── PAGE
The country's defence ministry has denied its forces accidentally brought down the plane in a military exercise but Mr Kinakh, cited by the Interfax news agency, said the theory "had the right to exist".

His concession came as the United States said it had seen no evidence that the crash occurred as a result of terrorism, having suggested shortly after the disaster that a Ukrainian missile was responsible.

Relatives at Ben Gurion airport
Distraught relatives await news
But Russian prosecutors have already launched a criminal inquiry into why the plane exploded, killing at least 76 people.

President Vladimir Putin, who has been edging closer to the West following the suicide attacks on the US, had suggested that the Russian flight might also have been targeted by terrorists.

Salvage workers have located the cockpit of the Russian Tu-154 airliner and are trying to lift it from the water.

Several other parts of the plane are being examined by investigators.

Three possible causes:

  • Missile strike - Ukrainian defence forces were carrying out exercises nearby involving firing surface-to-air missiles and a missile launch was picked up by satellite equipment with infrared sensors at the US Defence Department's early warning centre at Fort Meade.

  • Terrorism - an Armenian pilot flying nearby reported seeing an explosion on board before it fell into the sea and there are reports of bullet-like holes in recovered wreckage.

  • Malfunction - Russian airlines have a poorer safety record their Western counterparts, with the Tu-154 being involved in a number of crashes because of mechanical failure and human error.

The plane was flying from Tel Aviv in Israel to the Russian city of Novosibirsk, carrying 64 passengers, mainly Israelis of Russian origin, and 12 crew, when it apparently exploded in mid-air.

14 bodies have so far been recovered from the crash site, 190km (115 miles) south of the Russian city of Sochi.

Crash locator map
Ukrainian forces were carrying out exercises involving firing surface-to-air missiles at unmanned aircraft at Cape Opuk, in Crimea, about 250km (160 miles) from the site of the crash.

They said that all missiles had been accounted for and that the exercises had only begun an hour-and-a-half after the plane crashed.

However, according to one US defence official, a satellite detected "the launch of a missile at almost precisely the same time the airliner went down."

On Friday, White House spokesman Ari Fleischer also cast doubt on suspicions that the disaster was the result of a terrorist attack.

"At this time, we haven't seen anything that would indicate that a terrorist attack had occurred," he said.
────
── DATA BLOCK
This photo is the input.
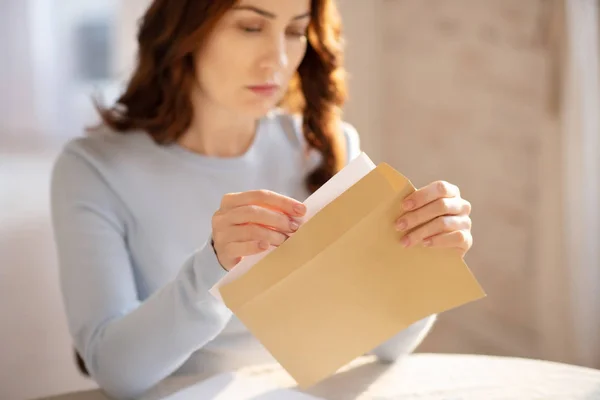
────
SHORT TASK: Rewrite the article on the airliner crash, everything from "However, according to" down to "a terrorist attack.", with "Ari Fleischer" changed to "Mr Fleischer".

RESULT OF THIS TASK:
However, according to one US defence official, a satellite detected "the launch of a missile at almost precisely the same time the airliner went down."

On Friday, White House spokesman Mr Fleischer also cast doubt on suspicions that the disaster was the result of a terrorist attack.